You Don’t Know Data! (The Importance of Sound Definitions)

W. Edwards Deming, the father of statistical quality control, said:

“If you can’t describe what you are doing as a process, you don’t know what you’re doing.”

When looking at the world of IT and applied to the dichotomy of software and data, Deming’s quote applies to the software part of that pair. The analogous principle^[1] that applies to the data side of the pair is:

If you can’t define it, you (probably) don’t really know what it is.

I’ve been a data modeler for four decades and, over the course of my career, have consistently pursued answers to the question: What makes a data model good? That pursuit has inexorably led me to the critical importance of good definitions. Sound, clear, unambiguous definitions are not only a valuable part of data model documentation, but they also force a data modeler like me to really understand and be clear about the domain I am modeling and how I am modeling it — it forces me to “really know what it is.” Simply put, the process of crafting good definitions makes the data model better.

The purpose of this essay is to apply a little of what I’ve learned about defining things to two terms that are very fundamental to our practice of data management and frequently appear conjoined in data management literature: “data and information.” Personally — and maybe it’s just me — I find the use of “data and information” as a pair to be a cop-out. By using “data and information,” is the author just trying to cast a wide net of meaning and “cover all the bases” without doing the work to ascertain whether they mean “data” or “information”? The fact that they include both implies that they do see some distinction between them — but what is that distinction?

In order to answer that question — and in the process, perhaps, shed some light on the vague use of language that plagues our field of work — we must first consider the question: What makes a good definition?

Crafting High-Quality Definitions

In his lexicon of software requirements and specifications, Michael Jackson (the British software consultant, not the other guy) described designations as a tool for unambiguous (or less ambiguous) identification and naming of things.^[2] A designation is composed of a designated term (or definiens, if you’d like to use lexicographic terminology) and a set of recognition rules (definiendum). For example:

Designated term: Duck(x)
Recognition Rules:
      x looks like a duck
      x walks like a duck
      x talks like a duck

The recognition rules are predicates that pick out properties of the thing we’re trying to define and are used to recognize and name the thing.

Similarly, “ISO 704 Terminology work — Principles and methods”^[3] presents guidelines for defining concepts based on characteristics of those concepts:

“A definition shall define the concept as a unit with a unique intension and extension.^[4] The unique combination of characteristics creating the intention shall identify the concept and differentiate it from other concepts. The quality of most terminological products will be determined by the quality of the definitions.”

Stored data entries:
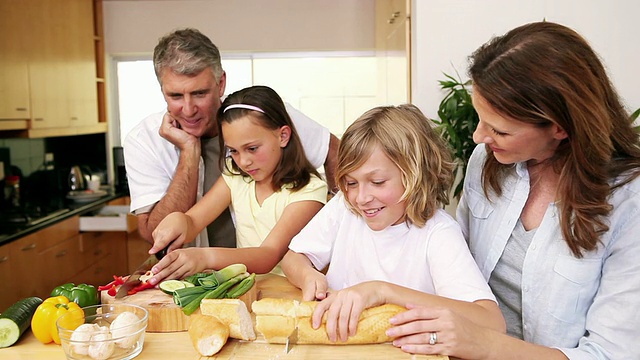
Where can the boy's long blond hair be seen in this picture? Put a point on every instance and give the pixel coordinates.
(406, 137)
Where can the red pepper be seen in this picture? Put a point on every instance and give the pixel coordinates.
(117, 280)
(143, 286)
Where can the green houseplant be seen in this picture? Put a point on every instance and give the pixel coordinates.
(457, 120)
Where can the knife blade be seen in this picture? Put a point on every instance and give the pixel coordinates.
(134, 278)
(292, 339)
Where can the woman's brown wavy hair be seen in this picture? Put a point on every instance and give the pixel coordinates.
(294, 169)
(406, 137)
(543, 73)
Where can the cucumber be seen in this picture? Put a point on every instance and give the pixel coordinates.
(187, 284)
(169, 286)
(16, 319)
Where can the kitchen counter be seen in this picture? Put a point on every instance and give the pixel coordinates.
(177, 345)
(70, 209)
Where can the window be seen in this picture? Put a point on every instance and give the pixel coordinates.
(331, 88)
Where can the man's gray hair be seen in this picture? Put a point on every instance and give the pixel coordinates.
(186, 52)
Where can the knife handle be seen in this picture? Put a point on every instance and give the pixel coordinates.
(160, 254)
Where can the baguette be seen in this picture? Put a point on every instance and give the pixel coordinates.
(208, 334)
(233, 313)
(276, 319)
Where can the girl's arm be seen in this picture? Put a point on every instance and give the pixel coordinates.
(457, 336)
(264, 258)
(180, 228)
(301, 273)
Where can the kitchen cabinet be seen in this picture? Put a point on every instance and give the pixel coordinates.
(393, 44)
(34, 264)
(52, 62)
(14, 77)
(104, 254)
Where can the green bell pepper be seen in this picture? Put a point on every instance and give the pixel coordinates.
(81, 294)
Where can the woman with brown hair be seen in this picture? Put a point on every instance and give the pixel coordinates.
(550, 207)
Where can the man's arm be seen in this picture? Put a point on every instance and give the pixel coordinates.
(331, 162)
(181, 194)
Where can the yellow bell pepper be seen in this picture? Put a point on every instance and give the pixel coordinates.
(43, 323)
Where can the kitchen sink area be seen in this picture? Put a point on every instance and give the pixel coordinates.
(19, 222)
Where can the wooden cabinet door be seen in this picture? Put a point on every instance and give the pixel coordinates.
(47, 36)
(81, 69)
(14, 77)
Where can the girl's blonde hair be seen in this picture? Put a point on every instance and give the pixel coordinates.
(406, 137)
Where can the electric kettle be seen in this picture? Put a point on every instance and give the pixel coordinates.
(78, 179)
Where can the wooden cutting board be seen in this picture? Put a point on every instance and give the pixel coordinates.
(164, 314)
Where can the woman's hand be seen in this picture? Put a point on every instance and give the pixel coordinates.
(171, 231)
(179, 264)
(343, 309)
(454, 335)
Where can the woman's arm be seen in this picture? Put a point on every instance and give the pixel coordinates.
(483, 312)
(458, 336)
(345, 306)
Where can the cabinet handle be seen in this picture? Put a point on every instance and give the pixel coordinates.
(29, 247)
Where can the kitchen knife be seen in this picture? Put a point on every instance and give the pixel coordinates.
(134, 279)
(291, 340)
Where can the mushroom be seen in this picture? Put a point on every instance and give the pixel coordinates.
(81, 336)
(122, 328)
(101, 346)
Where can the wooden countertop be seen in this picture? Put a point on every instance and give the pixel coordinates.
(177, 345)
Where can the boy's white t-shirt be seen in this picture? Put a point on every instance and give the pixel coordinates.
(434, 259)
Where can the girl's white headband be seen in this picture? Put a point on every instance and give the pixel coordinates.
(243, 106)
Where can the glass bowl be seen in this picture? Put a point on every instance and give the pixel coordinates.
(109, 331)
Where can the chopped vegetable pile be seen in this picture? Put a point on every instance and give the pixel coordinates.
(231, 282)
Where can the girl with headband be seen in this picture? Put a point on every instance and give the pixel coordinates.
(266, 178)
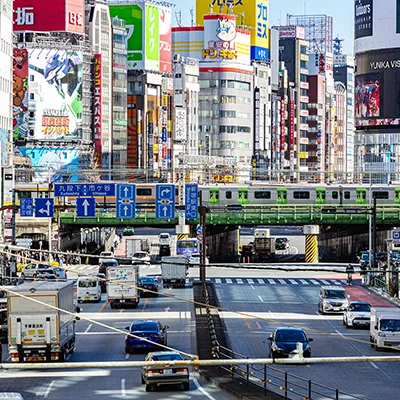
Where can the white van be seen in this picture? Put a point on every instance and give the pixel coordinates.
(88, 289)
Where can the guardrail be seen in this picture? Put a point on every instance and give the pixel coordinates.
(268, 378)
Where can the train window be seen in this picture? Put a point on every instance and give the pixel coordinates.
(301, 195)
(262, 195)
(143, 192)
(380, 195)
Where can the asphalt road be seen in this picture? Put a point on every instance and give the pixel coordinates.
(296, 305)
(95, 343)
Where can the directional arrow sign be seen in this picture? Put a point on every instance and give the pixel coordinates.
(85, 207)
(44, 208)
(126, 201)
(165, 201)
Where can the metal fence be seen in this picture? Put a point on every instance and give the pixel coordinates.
...
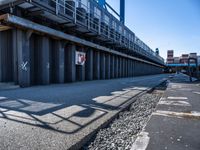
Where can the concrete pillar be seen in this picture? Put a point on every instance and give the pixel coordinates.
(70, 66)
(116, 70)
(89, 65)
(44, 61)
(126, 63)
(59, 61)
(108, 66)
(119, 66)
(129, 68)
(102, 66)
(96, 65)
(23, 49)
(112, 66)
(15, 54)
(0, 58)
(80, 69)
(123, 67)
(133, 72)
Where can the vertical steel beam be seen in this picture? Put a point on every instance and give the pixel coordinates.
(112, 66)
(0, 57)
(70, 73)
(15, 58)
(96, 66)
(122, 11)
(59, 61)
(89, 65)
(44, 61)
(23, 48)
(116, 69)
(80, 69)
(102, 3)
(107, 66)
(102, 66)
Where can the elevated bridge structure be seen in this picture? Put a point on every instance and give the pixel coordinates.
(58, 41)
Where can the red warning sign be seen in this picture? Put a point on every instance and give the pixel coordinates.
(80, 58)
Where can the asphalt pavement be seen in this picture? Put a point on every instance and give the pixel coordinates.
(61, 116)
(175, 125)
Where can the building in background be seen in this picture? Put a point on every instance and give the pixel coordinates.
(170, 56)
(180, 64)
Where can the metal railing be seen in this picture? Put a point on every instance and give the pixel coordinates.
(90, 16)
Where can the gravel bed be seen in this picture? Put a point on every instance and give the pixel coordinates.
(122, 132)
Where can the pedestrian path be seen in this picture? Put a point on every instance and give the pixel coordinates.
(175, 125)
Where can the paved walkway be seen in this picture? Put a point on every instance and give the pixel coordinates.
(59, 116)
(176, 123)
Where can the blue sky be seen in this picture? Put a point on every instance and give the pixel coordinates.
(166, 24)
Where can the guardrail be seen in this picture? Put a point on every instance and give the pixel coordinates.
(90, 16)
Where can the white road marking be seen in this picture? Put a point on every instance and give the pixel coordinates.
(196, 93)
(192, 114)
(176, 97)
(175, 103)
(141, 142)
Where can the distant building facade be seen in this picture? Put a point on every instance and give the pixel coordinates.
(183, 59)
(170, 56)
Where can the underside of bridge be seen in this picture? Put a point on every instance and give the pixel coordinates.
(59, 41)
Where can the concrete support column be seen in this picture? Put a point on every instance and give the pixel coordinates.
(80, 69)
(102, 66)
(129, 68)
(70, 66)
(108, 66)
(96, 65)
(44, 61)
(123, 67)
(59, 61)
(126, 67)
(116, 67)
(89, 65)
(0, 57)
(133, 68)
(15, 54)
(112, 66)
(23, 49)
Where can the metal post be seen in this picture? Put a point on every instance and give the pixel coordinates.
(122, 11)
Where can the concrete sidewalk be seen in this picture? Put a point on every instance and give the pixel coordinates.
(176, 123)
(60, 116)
==
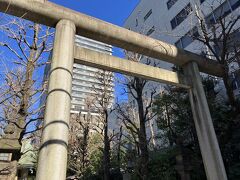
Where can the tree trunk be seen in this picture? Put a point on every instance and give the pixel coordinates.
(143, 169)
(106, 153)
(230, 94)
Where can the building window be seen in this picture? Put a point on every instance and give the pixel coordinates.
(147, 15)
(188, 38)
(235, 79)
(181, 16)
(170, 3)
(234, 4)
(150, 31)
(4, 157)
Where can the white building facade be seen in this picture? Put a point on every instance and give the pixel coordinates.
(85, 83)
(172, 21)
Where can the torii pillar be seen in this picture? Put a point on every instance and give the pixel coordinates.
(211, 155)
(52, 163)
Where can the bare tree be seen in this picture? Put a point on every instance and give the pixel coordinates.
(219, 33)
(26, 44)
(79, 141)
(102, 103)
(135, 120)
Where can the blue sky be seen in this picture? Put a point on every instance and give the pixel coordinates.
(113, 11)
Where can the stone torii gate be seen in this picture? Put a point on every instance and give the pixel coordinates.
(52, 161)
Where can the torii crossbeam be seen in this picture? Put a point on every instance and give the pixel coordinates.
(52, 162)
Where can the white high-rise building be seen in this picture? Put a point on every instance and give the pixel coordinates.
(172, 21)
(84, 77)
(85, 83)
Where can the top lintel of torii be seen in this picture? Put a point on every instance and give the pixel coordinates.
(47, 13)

● LIST OF TASKS:
1. Extract from the essay on sound data definitions the passage starting with "When looking at" and going on through "data model better.".
2. Extend the essay on sound data definitions, picking up right after its final sentence.
These records are not required.

● EXPECTED RESULTS:
1.
When looking at the world of IT and applied to the dichotomy of software and data, Deming’s quote applies to the software part of that pair. The analogous principle^[1] that applies to the data side of the pair is:

If you can’t define it, you (probably) don’t really know what it is.

I’ve been a data modeler for four decades and, over the course of my career, have consistently pursued answers to the question: What makes a data model good? That pursuit has inexorably led me to the critical importance of good definitions. Sound, clear, unambiguous definitions are not only a valuable part of data model documentation, but they also force a data modeler like me to really understand and be clear about the domain I am modeling and how I am modeling it — it forces me to “really know what it is.” Simply put, the process of crafting good definitions makes the data model better.

2.
Terms — which is what the standard is about — are human-created, language-based labels “attributed to the concept.” A term is a word, phrase, name, or symbol we use to refer to the concept. “ISO 704” also describes kinds of relationships between concepts and the development of “concept systems.”

If that sounds a little like data modeling to you, then I’d like to encourage and reinforce that thought. Even though “ISO 704” says nothing about data modeling, I personally consider it the best “data modeling book” I’ve ever read. Data models are definitely “terminological products.” But I’m biased, of course, because of my previously stated position on the importance of high-quality definitions in the development of high-quality data models.

The key element of both of these guidelines is the identification of unique and unambiguous properties (characteristics) of the thing being defined and use these properties both to define and differentiate x and y.

Data and Information Are Different Things

Before we explore what makes “data” and “information” different, let’s first consider the kinds of words that they are. This is important because it affects both their definition and use.

“Data” and “information” are both nouns — that much is obvious. But have you ever heard anyone say things like, “Those two data over there” or “Give me five informations”? Of course, you haven’t. Such phrases are not grammatically correct because data and information are mass nouns like the words air, water, and sand. You can say “two gigabytes of data” just like you say “two gallons of water” by attaching a measure to the mass noun, indicating an amount of it. I don’t know of an analogous measure one can use with information — we speak of “information overload,” meaning “lots of information,” but “lots” is a very ambiguous kind of measure.

Count nouns — as the name overtly states — are things that are countable: two baseballs, five hard drives, 10 books, 50 files, five golden rings. Counting “data” requires attaching some kind of objective measure to it, like gigabytes, or picking out countable things like hard drives or files that contain some amount of data. There is no objective way to “count” information, as far as I know.

As mentioned in the introduction, the frequent use of “data and information” as a pair implies that the author does see something different about them, even if they can’t put their finger on it and choose one or the other. Our ability to find ways to “count” data and our inability to “count” information highlights one way in which they are different.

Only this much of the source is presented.